AIM – Copy exactly the last part of the entries, starting from the line with "the stone monument." and including the final line.

PROVIDED RECORDS –
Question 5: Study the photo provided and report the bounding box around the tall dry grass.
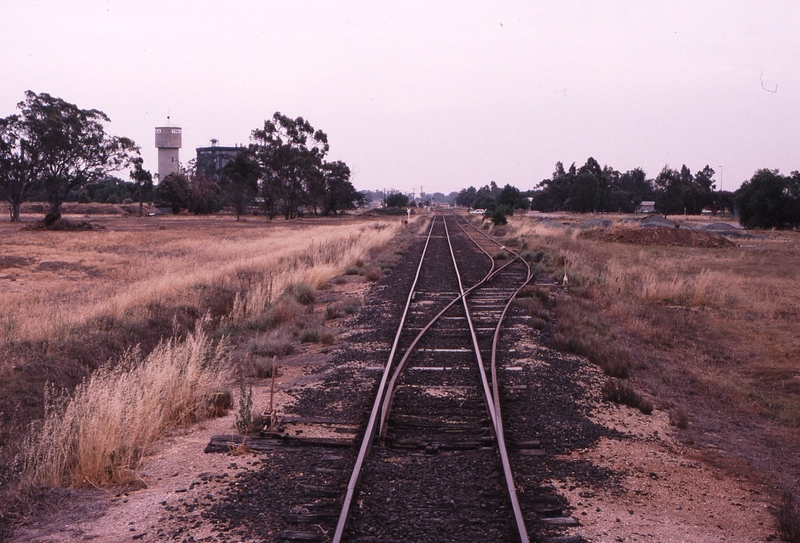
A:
[0,219,401,343]
[20,327,231,486]
[0,218,410,485]
[506,217,800,426]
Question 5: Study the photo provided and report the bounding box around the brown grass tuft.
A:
[20,328,229,487]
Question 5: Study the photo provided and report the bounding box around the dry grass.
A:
[506,217,800,427]
[0,217,412,498]
[20,329,230,486]
[0,214,400,343]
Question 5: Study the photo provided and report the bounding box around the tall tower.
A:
[156,121,183,181]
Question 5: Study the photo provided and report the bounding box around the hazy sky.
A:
[0,0,800,192]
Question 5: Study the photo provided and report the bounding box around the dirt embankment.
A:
[580,227,736,247]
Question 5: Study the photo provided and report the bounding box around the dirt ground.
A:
[6,283,777,543]
[1,209,788,543]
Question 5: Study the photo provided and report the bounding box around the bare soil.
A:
[0,211,778,543]
[581,226,736,247]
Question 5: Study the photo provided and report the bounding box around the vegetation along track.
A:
[333,216,574,542]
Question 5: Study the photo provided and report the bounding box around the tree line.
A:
[154,112,364,220]
[530,157,734,215]
[455,157,800,228]
[0,91,139,226]
[0,91,364,223]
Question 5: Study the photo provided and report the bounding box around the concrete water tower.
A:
[156,117,183,181]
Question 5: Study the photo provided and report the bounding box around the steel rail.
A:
[379,217,513,440]
[333,216,436,543]
[332,216,528,543]
[456,215,532,543]
[444,215,497,435]
[445,215,531,543]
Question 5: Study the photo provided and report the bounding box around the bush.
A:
[669,407,689,430]
[250,326,294,358]
[300,328,319,343]
[603,378,653,415]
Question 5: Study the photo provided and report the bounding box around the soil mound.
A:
[581,227,736,247]
[21,219,105,232]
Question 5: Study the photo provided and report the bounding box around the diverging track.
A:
[333,216,564,542]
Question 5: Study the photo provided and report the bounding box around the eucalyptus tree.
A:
[15,91,139,226]
[251,112,329,219]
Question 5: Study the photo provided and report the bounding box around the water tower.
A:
[156,117,183,181]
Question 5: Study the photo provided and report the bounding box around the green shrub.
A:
[669,407,689,430]
[603,378,653,415]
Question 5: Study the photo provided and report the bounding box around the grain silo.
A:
[156,121,183,181]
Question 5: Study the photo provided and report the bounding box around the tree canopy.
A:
[0,91,139,226]
[735,169,800,229]
[530,157,729,214]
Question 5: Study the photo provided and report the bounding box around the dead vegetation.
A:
[0,210,412,539]
[494,217,800,537]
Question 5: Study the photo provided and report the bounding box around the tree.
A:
[735,169,800,228]
[156,169,189,214]
[565,171,600,213]
[222,149,261,221]
[386,192,408,207]
[0,115,40,222]
[130,157,153,217]
[17,91,138,227]
[322,160,363,216]
[251,111,329,219]
[497,185,530,213]
[455,187,477,207]
[655,166,683,217]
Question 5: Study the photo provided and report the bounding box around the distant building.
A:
[196,139,244,183]
[156,124,183,181]
[636,202,656,213]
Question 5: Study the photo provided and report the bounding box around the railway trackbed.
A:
[200,216,603,542]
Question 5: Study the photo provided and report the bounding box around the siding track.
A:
[332,216,552,542]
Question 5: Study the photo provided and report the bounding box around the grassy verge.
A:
[0,214,413,540]
[488,212,800,534]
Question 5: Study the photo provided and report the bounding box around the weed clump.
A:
[776,493,800,543]
[286,283,316,305]
[669,407,689,430]
[250,326,294,358]
[603,378,653,415]
[18,328,230,487]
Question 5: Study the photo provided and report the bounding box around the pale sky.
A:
[0,0,800,193]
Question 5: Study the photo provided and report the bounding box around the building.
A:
[156,124,183,181]
[196,139,244,183]
[636,202,656,213]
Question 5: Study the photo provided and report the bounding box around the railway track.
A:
[324,216,576,542]
[207,216,581,543]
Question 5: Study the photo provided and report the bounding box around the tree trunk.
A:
[11,197,22,222]
[44,203,61,228]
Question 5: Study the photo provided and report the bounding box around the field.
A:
[505,217,800,493]
[0,205,410,510]
[0,206,800,539]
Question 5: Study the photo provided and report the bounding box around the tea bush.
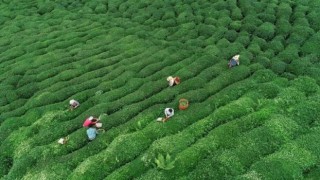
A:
[0,0,320,179]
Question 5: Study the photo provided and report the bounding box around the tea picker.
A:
[69,99,80,111]
[83,116,102,128]
[228,54,240,68]
[167,76,180,86]
[58,136,69,144]
[87,124,98,141]
[156,108,174,122]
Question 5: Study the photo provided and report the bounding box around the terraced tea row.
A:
[0,0,320,179]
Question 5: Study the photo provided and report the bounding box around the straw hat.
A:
[167,76,173,81]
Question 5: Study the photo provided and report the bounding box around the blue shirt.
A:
[87,127,97,140]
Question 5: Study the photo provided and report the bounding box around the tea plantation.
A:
[0,0,320,180]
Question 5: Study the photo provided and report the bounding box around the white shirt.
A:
[164,108,174,117]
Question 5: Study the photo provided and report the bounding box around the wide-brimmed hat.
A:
[167,76,173,81]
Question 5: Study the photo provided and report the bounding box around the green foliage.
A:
[0,0,320,180]
[154,153,175,170]
[271,59,287,74]
[255,22,275,40]
[292,76,319,96]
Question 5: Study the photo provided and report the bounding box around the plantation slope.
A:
[0,0,320,180]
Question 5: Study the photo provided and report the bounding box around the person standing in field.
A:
[228,54,240,68]
[83,116,99,127]
[157,108,174,122]
[167,76,180,86]
[69,99,80,110]
[87,124,98,141]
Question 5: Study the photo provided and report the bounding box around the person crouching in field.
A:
[157,108,174,122]
[83,116,99,127]
[228,55,240,68]
[69,99,80,111]
[87,124,98,141]
[167,76,180,86]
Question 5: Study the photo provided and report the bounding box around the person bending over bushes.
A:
[87,124,98,141]
[69,99,80,111]
[167,76,180,86]
[83,116,101,127]
[228,55,240,68]
[157,108,174,122]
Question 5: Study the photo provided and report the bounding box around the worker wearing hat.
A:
[167,76,180,86]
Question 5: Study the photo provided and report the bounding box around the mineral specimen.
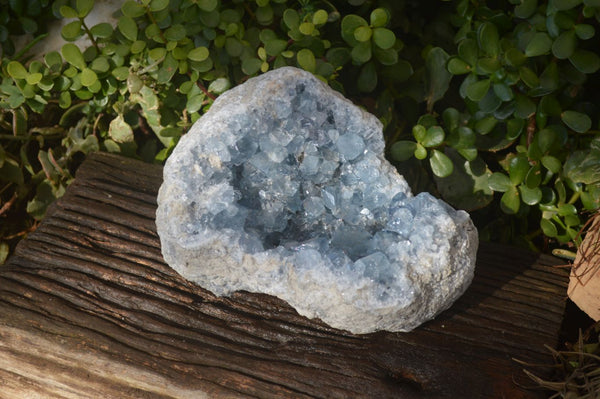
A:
[156,68,478,333]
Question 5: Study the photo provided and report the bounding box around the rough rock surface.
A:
[156,68,478,333]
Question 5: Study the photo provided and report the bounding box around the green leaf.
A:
[296,48,317,72]
[415,143,427,160]
[60,20,83,42]
[165,24,186,42]
[0,241,10,266]
[536,128,557,153]
[298,22,315,36]
[542,155,562,174]
[195,0,219,12]
[352,25,370,42]
[58,91,71,109]
[500,186,521,215]
[515,0,537,19]
[504,47,527,67]
[425,47,452,110]
[448,126,476,150]
[0,158,24,186]
[370,8,389,28]
[569,49,600,74]
[560,110,592,133]
[458,39,479,67]
[519,185,542,205]
[6,61,29,79]
[508,154,529,186]
[108,115,133,143]
[429,150,454,177]
[208,78,231,94]
[117,16,138,42]
[434,148,493,210]
[525,32,552,57]
[390,140,417,162]
[61,43,85,70]
[540,219,558,238]
[488,172,513,192]
[150,0,169,12]
[477,22,500,57]
[412,125,427,142]
[525,164,542,188]
[358,61,377,93]
[552,0,582,11]
[492,83,514,101]
[515,94,535,119]
[552,30,577,60]
[27,180,64,220]
[283,8,300,29]
[506,118,525,140]
[59,6,78,18]
[121,0,146,18]
[466,79,491,102]
[111,66,129,80]
[188,46,210,61]
[186,93,206,113]
[254,5,273,25]
[448,57,471,75]
[90,22,113,39]
[81,68,98,87]
[350,42,372,65]
[558,204,577,216]
[341,14,369,47]
[312,10,329,26]
[156,53,179,83]
[373,28,396,50]
[475,115,498,135]
[519,66,540,88]
[420,126,445,147]
[265,39,288,56]
[242,57,262,76]
[75,0,94,18]
[575,24,596,40]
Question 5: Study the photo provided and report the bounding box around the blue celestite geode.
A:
[156,67,478,333]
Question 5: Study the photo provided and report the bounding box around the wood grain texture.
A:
[0,154,568,398]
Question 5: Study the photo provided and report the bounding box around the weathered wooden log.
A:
[0,154,568,398]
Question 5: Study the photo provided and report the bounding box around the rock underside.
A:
[156,67,478,333]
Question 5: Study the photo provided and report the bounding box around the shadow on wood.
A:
[0,154,567,399]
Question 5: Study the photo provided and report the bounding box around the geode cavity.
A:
[156,68,478,333]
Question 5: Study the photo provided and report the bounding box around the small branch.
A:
[79,18,100,51]
[527,115,536,147]
[13,33,49,60]
[4,221,40,240]
[0,134,29,141]
[0,193,17,216]
[92,112,104,137]
[196,81,217,101]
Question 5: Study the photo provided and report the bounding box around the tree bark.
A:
[0,154,568,398]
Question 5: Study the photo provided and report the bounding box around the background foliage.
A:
[0,0,600,263]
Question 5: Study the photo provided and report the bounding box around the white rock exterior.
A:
[156,67,478,334]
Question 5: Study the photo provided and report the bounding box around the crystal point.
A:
[156,67,478,333]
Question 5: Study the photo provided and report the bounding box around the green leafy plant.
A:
[0,0,600,264]
[391,0,600,247]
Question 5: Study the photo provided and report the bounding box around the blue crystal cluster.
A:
[157,68,477,332]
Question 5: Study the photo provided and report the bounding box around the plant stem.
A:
[79,18,100,51]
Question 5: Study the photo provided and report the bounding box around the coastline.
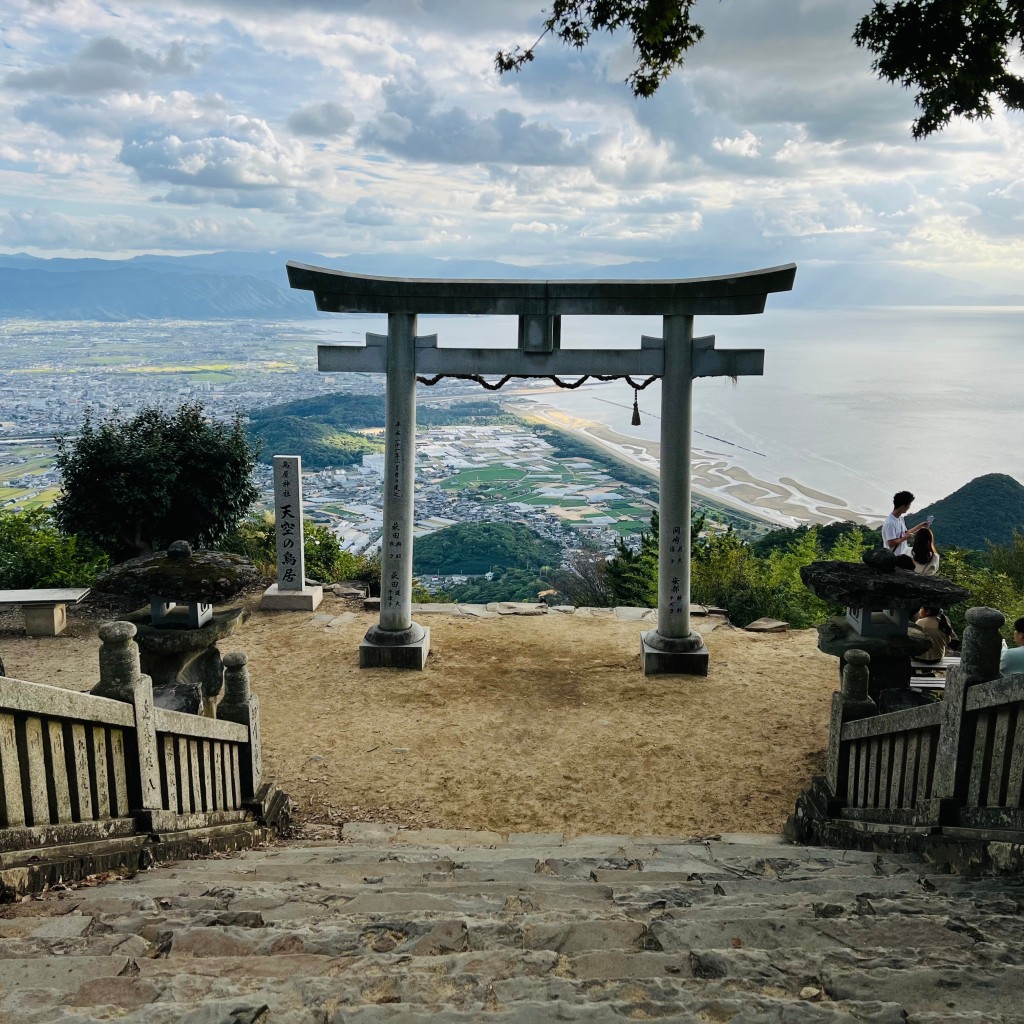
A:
[516,400,878,526]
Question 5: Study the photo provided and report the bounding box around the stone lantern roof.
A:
[96,541,258,604]
[800,561,970,611]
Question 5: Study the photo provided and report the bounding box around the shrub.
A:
[0,509,110,590]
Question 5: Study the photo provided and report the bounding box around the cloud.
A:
[288,99,355,138]
[118,115,303,189]
[359,83,590,167]
[4,36,197,95]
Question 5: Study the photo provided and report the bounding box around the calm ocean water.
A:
[374,301,1024,514]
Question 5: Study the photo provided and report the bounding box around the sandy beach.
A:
[515,399,879,526]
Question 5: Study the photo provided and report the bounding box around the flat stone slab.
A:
[743,615,790,633]
[413,602,462,618]
[341,821,398,843]
[260,583,324,611]
[612,605,654,623]
[459,604,498,618]
[327,611,359,626]
[391,828,505,846]
[0,587,89,607]
[487,601,548,615]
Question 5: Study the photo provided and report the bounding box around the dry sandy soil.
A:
[0,595,838,836]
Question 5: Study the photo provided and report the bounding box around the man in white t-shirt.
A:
[882,490,928,558]
[999,618,1024,676]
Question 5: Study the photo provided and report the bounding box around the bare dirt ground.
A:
[0,595,838,836]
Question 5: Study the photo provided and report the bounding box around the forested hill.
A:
[413,522,561,575]
[247,394,505,469]
[907,473,1024,551]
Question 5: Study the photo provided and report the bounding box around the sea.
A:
[332,297,1024,515]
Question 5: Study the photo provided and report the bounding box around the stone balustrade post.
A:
[961,608,1007,684]
[92,623,142,702]
[825,647,879,797]
[932,607,1006,822]
[92,623,164,817]
[217,651,263,799]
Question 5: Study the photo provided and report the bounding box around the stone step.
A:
[0,826,1024,1024]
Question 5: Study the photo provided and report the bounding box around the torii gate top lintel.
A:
[288,262,797,316]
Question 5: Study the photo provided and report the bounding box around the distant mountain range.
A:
[0,251,1024,321]
[921,473,1024,552]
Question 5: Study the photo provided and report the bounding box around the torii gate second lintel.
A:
[288,263,797,675]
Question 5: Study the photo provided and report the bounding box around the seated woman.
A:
[914,605,959,662]
[910,526,939,575]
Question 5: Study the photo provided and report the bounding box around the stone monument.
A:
[288,263,797,675]
[260,455,324,611]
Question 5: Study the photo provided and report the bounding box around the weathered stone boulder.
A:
[800,561,969,611]
[94,541,259,604]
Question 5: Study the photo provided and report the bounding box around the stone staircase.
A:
[0,825,1024,1024]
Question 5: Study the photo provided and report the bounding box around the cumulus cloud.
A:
[359,83,590,167]
[4,36,196,95]
[288,99,355,138]
[119,115,303,188]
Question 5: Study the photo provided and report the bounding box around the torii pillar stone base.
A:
[359,623,430,672]
[640,630,711,676]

COMPLETE ANSWER –
Question 5: Study the photo provided and report the bounding box around the stone monument.
A:
[288,263,797,675]
[260,455,324,611]
Question 5: Study the photo provided and report the bounding box around the weathered stone boulder.
A:
[800,561,969,611]
[94,541,259,604]
Question 5: Study the photo provided and report the bounding box around the stone staircase.
A:
[0,825,1024,1024]
Question 5: Study the photo provided and report the bounding box around the cumulus cloud.
A:
[359,83,590,167]
[4,36,196,95]
[288,99,355,138]
[119,115,303,188]
Question 5: Study the photo provided and report the bounding box around the torii pillar stone base.
A:
[359,623,430,672]
[640,630,711,676]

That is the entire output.